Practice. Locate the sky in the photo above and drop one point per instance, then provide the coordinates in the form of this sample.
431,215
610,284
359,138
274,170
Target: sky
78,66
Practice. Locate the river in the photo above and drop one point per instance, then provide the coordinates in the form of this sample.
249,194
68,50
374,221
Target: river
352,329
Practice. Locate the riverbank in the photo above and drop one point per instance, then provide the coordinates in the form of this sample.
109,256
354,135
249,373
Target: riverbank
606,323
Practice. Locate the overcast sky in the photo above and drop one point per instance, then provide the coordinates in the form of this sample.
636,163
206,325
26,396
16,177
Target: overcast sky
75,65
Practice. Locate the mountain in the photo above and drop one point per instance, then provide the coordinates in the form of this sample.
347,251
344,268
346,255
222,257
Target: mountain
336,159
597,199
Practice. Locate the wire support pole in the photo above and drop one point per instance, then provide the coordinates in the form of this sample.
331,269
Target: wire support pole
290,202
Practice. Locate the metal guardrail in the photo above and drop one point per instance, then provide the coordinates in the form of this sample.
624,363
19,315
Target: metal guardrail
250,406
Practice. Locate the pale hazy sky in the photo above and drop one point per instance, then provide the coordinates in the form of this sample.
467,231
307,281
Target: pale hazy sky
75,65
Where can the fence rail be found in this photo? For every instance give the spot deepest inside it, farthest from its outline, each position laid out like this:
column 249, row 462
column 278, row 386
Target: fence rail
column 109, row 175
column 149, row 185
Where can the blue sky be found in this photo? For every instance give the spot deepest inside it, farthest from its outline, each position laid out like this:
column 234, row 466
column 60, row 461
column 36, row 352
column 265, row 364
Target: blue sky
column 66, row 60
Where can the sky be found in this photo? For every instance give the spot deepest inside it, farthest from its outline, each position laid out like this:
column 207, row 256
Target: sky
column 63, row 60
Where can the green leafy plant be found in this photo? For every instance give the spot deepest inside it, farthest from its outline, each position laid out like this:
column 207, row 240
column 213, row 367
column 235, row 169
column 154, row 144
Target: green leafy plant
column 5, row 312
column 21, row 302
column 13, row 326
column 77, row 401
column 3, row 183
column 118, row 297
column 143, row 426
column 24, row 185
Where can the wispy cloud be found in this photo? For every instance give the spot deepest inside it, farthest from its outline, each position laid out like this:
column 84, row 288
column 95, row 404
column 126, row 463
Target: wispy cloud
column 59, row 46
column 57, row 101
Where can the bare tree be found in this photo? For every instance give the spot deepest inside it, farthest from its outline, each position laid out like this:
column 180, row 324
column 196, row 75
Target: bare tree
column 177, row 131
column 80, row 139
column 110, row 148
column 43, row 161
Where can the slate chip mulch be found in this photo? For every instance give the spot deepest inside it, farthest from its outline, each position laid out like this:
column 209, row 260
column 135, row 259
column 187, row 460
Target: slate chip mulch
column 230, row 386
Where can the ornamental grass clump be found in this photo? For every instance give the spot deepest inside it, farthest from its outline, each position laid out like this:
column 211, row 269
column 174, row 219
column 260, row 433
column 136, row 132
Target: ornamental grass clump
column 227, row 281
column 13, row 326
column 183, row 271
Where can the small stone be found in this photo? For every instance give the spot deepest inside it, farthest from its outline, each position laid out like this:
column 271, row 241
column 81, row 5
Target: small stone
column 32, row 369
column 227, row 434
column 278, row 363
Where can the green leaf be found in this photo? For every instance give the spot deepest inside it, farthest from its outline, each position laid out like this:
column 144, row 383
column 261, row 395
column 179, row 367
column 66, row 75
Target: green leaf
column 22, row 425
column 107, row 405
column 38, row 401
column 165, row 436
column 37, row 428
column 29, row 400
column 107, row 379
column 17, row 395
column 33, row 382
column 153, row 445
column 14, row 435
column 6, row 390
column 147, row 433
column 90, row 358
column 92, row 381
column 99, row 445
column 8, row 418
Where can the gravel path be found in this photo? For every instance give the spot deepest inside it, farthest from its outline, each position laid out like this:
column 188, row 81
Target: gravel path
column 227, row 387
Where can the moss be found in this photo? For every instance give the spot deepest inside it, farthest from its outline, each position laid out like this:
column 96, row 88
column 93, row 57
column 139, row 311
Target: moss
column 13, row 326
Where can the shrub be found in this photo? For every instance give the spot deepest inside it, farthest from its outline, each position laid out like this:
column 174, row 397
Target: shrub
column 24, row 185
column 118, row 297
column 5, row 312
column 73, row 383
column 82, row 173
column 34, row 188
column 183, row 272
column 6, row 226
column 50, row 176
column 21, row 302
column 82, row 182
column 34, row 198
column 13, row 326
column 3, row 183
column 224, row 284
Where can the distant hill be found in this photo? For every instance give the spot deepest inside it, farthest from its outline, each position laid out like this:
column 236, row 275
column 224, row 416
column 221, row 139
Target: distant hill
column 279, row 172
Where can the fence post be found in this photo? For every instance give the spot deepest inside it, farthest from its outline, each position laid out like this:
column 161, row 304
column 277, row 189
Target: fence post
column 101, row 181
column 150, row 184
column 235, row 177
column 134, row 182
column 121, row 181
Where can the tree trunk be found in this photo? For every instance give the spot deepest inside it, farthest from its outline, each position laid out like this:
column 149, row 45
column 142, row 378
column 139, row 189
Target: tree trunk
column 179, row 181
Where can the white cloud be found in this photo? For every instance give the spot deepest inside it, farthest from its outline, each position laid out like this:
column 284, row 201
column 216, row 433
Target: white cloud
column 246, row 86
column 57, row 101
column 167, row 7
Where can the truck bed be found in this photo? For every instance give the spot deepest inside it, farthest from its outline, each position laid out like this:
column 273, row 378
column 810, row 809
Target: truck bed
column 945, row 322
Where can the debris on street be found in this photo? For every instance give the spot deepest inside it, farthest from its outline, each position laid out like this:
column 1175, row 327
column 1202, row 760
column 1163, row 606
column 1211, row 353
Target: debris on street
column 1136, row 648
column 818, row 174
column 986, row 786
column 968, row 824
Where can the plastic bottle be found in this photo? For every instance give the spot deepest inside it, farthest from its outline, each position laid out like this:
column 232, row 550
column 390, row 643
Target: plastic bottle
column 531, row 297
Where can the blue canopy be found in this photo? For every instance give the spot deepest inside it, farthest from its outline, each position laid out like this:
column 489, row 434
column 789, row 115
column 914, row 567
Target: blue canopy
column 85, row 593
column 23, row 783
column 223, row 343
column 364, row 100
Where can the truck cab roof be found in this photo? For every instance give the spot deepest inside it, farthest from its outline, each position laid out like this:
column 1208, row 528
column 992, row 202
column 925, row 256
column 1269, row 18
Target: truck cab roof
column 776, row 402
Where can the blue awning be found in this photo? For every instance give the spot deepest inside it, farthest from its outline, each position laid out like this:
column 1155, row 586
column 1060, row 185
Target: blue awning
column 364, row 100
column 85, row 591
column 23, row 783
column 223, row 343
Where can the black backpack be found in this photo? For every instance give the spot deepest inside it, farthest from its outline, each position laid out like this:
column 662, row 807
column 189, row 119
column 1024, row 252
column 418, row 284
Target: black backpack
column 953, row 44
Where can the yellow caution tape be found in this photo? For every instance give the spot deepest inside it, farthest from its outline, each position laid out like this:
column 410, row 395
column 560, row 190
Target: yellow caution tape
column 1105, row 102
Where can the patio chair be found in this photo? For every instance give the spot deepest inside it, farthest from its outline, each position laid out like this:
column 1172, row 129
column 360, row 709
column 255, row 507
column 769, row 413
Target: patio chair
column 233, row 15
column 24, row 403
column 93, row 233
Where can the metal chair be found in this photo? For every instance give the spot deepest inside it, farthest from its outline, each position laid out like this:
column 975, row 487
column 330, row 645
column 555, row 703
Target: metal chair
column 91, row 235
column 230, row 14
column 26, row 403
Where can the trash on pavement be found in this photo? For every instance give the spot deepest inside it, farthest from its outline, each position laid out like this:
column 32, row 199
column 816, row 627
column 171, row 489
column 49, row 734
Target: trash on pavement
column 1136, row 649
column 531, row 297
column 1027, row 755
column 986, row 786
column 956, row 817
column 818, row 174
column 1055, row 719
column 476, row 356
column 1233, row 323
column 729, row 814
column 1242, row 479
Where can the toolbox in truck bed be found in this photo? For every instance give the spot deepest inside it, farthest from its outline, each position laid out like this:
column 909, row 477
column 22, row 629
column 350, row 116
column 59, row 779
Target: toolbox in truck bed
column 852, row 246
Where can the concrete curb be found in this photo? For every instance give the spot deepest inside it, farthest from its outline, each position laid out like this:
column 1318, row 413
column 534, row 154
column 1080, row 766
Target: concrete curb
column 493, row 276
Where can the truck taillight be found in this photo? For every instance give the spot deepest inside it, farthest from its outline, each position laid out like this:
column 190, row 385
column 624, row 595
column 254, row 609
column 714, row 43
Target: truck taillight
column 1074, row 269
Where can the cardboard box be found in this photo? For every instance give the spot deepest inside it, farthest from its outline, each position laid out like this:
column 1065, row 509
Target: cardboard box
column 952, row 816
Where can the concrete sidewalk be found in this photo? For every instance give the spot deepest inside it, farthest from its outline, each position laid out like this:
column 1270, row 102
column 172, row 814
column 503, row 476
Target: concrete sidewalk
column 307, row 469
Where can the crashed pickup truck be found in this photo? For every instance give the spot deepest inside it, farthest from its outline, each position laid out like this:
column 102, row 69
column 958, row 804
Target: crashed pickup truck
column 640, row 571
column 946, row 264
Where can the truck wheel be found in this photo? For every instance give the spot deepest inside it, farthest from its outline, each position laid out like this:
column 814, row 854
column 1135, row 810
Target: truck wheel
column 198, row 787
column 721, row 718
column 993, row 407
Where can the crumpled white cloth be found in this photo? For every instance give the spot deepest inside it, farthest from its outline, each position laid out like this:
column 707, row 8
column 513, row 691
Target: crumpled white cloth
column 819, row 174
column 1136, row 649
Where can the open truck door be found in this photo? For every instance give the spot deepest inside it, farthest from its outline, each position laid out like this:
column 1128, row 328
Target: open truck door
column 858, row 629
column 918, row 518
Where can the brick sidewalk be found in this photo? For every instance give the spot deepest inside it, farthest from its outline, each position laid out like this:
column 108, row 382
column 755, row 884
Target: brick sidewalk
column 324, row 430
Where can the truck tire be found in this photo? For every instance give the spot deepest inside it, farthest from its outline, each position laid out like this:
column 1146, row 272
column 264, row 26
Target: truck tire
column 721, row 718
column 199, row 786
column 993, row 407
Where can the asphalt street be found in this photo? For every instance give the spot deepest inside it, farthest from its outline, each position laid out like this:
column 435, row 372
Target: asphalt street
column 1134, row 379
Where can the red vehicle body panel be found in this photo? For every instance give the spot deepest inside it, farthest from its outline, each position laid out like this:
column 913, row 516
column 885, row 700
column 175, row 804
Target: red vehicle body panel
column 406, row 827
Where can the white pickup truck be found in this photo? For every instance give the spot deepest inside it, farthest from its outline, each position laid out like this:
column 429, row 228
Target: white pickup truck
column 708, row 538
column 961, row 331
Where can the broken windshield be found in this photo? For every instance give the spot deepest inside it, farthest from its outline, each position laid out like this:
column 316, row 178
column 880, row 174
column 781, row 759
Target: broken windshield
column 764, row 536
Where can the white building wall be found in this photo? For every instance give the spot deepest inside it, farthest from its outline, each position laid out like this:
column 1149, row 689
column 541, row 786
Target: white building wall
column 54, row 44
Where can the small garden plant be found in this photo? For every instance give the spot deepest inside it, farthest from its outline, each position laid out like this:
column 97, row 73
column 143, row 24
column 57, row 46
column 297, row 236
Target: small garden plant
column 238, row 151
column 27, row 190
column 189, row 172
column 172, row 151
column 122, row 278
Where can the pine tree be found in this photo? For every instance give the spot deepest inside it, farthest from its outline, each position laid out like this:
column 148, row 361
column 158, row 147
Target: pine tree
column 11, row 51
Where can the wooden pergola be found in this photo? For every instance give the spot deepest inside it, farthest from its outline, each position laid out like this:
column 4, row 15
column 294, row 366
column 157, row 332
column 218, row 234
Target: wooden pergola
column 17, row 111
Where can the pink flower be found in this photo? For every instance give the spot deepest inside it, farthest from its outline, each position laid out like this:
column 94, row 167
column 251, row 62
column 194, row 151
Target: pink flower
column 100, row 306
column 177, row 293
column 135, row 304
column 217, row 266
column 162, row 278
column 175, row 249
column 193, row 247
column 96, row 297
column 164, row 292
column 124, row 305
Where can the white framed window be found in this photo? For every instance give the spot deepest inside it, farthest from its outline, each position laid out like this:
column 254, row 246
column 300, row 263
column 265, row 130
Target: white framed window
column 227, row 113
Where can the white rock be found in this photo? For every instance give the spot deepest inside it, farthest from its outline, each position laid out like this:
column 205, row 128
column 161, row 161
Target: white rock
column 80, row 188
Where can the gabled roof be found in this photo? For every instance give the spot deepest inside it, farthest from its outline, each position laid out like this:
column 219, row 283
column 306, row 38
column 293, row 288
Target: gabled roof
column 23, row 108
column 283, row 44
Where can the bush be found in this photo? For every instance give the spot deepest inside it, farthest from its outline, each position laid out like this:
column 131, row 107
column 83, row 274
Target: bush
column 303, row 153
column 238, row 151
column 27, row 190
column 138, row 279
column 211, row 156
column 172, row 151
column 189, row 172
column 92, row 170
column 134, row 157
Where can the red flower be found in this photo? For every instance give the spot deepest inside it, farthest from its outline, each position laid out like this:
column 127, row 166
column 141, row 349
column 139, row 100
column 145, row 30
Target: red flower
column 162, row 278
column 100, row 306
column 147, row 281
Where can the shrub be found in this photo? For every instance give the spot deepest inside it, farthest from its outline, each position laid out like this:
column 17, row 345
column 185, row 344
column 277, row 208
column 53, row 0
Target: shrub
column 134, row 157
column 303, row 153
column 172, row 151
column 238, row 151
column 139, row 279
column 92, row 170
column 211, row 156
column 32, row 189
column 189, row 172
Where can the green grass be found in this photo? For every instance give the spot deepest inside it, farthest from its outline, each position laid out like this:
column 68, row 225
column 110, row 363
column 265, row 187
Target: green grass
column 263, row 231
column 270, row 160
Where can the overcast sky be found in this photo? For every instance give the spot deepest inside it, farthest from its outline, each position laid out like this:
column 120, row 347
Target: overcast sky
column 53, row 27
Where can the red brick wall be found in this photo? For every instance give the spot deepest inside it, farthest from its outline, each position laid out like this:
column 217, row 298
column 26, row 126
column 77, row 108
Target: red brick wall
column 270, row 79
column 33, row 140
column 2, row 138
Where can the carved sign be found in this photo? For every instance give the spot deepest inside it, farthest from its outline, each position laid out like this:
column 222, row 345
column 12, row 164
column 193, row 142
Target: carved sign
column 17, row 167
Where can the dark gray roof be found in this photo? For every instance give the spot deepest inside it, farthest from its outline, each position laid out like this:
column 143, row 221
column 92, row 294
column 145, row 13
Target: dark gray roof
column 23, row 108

────────────────────────────────────────

▸ **Task prompt**:
Above are the entries. Quote exactly the lines from the one bearing "column 219, row 283" through the one bearing "column 127, row 166".

▸ **Your response**:
column 219, row 283
column 306, row 38
column 293, row 288
Target: gabled roof
column 23, row 108
column 283, row 44
Where can the bush be found in this photo? For every instance give the spot deepest inside it, farthest from its outline, each position laid out like this:
column 131, row 107
column 83, row 274
Target: bush
column 303, row 153
column 238, row 151
column 27, row 190
column 138, row 279
column 211, row 156
column 172, row 151
column 189, row 172
column 92, row 170
column 134, row 157
Where can the red flower be found in this photo? For every instance give the spot deepest inside it, farthest from its outline, each position laid out like this:
column 127, row 166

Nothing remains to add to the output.